Requirement
In the listing below, find each line that holds "slab" and list it.
Data for this exercise section start
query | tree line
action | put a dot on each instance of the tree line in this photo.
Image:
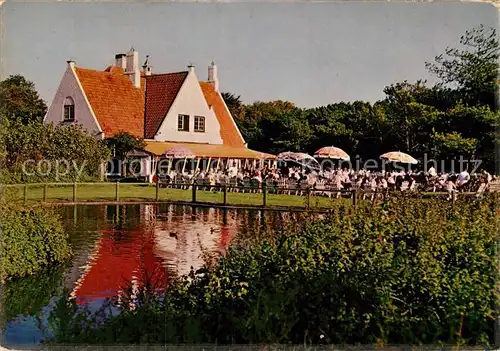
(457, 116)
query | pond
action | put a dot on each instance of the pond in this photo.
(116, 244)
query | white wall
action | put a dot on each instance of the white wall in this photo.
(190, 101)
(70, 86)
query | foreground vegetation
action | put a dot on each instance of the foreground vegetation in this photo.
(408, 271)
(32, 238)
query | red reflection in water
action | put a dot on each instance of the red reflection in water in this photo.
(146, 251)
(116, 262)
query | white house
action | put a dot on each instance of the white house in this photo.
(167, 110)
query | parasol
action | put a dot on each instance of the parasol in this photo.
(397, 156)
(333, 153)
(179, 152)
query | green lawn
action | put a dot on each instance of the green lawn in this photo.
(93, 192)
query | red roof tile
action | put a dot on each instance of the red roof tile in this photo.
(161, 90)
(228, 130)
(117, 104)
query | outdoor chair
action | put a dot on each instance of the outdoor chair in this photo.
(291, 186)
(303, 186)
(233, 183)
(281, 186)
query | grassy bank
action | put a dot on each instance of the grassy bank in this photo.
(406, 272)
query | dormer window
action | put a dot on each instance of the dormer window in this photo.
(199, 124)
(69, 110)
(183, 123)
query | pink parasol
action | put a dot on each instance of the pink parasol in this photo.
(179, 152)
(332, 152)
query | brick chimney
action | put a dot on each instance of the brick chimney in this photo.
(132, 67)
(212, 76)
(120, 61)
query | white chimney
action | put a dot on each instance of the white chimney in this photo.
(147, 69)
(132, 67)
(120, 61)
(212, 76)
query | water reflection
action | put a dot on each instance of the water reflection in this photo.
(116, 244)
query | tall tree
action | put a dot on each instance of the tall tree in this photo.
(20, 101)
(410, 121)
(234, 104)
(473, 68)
Data for this exercise section end
Data for this exercise section start
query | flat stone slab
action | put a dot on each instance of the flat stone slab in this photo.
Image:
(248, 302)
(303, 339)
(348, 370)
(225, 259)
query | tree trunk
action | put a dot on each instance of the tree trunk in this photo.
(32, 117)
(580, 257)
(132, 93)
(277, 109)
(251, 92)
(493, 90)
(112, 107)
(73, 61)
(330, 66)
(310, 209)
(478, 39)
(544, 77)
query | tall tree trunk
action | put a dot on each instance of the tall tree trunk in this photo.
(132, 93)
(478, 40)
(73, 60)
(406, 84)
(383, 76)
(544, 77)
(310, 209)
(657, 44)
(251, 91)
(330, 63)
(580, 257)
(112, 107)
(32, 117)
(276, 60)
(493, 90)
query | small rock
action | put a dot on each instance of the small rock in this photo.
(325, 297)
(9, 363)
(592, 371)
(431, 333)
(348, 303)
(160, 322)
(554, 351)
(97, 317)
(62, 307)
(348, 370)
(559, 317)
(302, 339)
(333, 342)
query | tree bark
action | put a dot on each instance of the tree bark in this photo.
Data for this exercise section end
Data for this exercise section start
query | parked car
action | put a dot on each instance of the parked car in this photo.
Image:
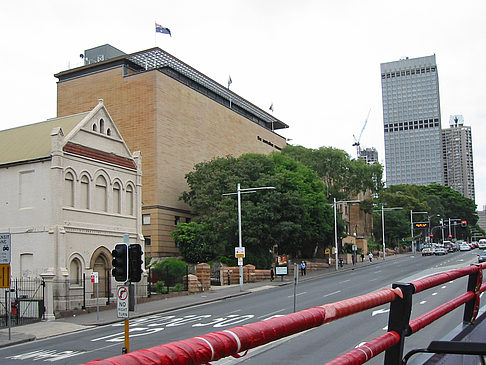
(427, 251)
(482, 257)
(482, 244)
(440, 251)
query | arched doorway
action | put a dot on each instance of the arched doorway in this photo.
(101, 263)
Data for this exercise section end
Task output
query | flat stone slab
action | put a dot on each instance of the flat stone slab in this photo.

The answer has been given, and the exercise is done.